**Parts of the exercise:**
**1)** In the asyncio article, which command line utilities are named as examples of applications with limited lifetime?
**2)** Transcribe the asyncio article word for word, everything from "In this example, actions" down to "git, cp, etc.".
-- start Page --
Python asyncio application lifetime
This article explores different lifetime problems associated with running long-living Python applications.
Classic application lifetime
Most of Python applications are implemented with simple pattern:
import sys
def main():
...
if __name__ == '__main__':
sys.exit(main())
If this pattern is applied, execution of application is confined into execution of single function main. This means that start of main execution is considered application startup and end of main execution is considered end of application execution.
For applications that are used for processing previously available data, structure and execution plan for main function is mostly linear. Example of such main is:
def main():
read_input()
validate_data()
process_data()
generate_output()
In this example, actions are executed sequentially and are dependent on previous actions execution. For such actions, their lifetime is dependent on data they are processing. This means that lifetime of main function (and thus lifetime of application) is directly dependent of processed data. If this data is available previous to application execution or if it is limited in quantity, lifetime of application is also limited. Examples of this kind of applications are command line utilities such as tar, git, cp, etc.
For applications that do not operate on previously available data or if quantity of processed data is directly determined by previously processed data, more complex and non-deterministic execution logic is required. Example of this kind of applications main can be written as:
def main():
initialize()
while not done:
read_data()
validate_data()
process_data()
generate_output_part()
generate_output_end()
Application that depend on data that is not previously available, are also dependent on the structure and time when required data will be available. Because of this, applications execution lifetime is often less deterministic and can spawn indefinite execution time. Example of this kind of applications are different kind of server applications (apache, xorg, ...).
asyncio application lifetime
Architecture and organization of long-running "server" applications is complex problem for which multiple design patters exist. One of widely used is usage of event loop. By using event loop, application functionality is split into multiple loosely connected parts which execution is triggered by occurrence of specific event. During execution of specific application logic, multiple events can be queued as result of application logic or from external sources. These events can be used as triggers for execution of other parts of application logic. Usual implementations of event loop are closely related and therefore usable as basic structural organization for previous long-running example application.
def main():
register_event_subscriptions()
queue_initial_events()
while not done:
wait_while_queue_empty()
deque_event()
process_event()
cleanup()
-- end Page --
-- start Records provided --
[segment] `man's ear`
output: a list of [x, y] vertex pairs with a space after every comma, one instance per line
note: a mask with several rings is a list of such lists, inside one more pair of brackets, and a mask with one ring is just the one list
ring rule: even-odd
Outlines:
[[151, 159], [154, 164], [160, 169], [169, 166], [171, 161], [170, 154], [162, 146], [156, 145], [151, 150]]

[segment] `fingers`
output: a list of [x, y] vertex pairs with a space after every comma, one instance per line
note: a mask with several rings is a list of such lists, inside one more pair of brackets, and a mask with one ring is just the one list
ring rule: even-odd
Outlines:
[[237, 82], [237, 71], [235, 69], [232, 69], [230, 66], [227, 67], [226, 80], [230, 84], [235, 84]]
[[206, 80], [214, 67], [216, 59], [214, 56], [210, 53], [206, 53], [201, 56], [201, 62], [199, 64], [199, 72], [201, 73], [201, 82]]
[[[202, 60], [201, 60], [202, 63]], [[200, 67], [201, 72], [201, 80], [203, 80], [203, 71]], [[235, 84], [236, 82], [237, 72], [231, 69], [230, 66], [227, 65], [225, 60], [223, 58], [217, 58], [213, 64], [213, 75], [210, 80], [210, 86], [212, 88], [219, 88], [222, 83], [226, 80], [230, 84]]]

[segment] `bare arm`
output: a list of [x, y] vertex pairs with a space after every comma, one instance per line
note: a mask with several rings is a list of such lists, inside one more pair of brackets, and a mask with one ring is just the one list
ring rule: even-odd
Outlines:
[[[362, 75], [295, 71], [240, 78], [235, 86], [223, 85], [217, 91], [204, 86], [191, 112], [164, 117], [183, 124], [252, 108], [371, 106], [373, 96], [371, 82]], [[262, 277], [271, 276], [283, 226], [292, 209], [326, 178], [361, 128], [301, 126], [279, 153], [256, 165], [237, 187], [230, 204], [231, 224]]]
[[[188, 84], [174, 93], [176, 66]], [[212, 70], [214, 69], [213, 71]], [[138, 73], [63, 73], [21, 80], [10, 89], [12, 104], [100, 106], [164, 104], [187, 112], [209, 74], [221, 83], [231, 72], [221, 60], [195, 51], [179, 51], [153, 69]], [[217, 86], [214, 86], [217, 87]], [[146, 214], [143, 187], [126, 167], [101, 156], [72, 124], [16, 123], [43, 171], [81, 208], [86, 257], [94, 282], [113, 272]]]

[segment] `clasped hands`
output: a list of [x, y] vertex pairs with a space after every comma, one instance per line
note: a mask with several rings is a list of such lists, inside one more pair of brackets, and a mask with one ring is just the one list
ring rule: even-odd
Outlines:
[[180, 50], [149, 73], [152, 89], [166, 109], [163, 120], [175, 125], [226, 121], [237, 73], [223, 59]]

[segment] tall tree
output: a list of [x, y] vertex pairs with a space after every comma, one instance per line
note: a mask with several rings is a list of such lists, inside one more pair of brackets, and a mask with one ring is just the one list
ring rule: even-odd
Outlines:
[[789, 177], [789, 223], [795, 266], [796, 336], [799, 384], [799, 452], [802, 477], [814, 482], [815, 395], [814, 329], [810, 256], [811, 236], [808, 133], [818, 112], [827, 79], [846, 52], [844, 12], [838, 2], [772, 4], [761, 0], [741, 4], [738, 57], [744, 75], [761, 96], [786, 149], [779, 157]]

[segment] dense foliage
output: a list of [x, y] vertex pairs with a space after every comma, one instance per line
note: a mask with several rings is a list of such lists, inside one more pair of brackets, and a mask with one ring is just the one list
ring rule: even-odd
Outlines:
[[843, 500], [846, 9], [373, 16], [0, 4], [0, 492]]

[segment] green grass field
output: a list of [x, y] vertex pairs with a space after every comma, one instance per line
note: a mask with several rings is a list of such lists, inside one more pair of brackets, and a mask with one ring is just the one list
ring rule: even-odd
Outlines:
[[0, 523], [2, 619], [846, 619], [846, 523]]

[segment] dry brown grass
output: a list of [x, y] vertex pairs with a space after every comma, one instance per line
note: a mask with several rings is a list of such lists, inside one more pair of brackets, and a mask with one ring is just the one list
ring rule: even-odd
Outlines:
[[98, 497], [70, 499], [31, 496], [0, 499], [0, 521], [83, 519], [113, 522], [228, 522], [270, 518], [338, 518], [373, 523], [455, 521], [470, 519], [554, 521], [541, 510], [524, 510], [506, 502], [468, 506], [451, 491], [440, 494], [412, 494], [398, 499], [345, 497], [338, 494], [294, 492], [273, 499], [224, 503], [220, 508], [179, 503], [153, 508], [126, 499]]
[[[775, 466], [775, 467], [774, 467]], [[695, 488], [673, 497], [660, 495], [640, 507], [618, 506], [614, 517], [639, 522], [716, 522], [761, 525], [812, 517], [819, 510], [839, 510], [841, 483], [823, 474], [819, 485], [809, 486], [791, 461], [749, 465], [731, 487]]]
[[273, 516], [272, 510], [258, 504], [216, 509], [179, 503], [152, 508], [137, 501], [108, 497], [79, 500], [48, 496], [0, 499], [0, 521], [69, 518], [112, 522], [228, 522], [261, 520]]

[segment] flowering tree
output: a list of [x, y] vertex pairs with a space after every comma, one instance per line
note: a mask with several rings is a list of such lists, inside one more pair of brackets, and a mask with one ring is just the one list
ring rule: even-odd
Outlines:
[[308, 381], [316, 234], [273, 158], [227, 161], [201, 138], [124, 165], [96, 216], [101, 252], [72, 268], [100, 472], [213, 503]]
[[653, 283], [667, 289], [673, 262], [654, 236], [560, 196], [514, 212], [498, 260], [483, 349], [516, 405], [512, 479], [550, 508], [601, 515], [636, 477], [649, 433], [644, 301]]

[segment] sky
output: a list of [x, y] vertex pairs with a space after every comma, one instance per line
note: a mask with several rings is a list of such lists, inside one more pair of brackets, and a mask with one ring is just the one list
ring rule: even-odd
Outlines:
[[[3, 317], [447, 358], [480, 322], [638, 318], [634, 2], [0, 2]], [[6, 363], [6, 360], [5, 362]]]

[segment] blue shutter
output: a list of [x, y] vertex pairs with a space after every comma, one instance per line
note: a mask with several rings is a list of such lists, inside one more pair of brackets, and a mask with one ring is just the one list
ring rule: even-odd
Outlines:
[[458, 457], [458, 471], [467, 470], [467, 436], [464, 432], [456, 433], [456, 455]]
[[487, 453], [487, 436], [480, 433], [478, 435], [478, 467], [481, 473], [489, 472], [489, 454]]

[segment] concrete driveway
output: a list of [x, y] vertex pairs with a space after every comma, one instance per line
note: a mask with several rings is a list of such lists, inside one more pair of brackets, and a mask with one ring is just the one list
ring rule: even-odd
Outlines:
-- end Records provided --
**Answers for this exercise:**
**1)** tar, git, and cp.

**2)**
In this example, actions are executed sequentially and are dependent on previous actions execution. For such actions, their lifetime is dependent on data they are processing. This means that lifetime of main function (and thus lifetime of application) is directly dependent of processed data. If this data is available previous to application execution or if it is limited in quantity, lifetime of application is also limited. Examples of this kind of applications are command line utilities such as tar, git, cp, etc.